Which lines run from the one containing "Crop-scouting request: mark the blue" through the end of the entries? Restate them word for word, and only those.

BEGIN DATA SUPPLIED

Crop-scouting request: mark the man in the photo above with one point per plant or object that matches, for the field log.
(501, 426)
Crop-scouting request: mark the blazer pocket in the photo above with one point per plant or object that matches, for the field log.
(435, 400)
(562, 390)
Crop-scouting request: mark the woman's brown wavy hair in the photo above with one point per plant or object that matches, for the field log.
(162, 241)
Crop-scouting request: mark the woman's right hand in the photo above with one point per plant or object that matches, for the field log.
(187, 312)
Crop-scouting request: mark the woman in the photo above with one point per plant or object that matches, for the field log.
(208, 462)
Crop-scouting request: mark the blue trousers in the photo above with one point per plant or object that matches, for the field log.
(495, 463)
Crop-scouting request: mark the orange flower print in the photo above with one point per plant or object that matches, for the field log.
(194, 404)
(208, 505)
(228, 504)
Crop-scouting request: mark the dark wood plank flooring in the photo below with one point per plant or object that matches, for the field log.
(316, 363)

END DATA SUPPLIED

RESULT:
Crop-scouting request: mark the blue trousers in the photo above with one point per plant or object that matches, for the field log.
(495, 463)
Crop-scouting request: mark the orange flower print in the photo above with one point per plant or object that matches, for the field log.
(194, 404)
(208, 505)
(228, 504)
Crop-scouting request: mark the dark wood plank flooring in the photo below with one point per plant or object that matches, for the field log.
(316, 363)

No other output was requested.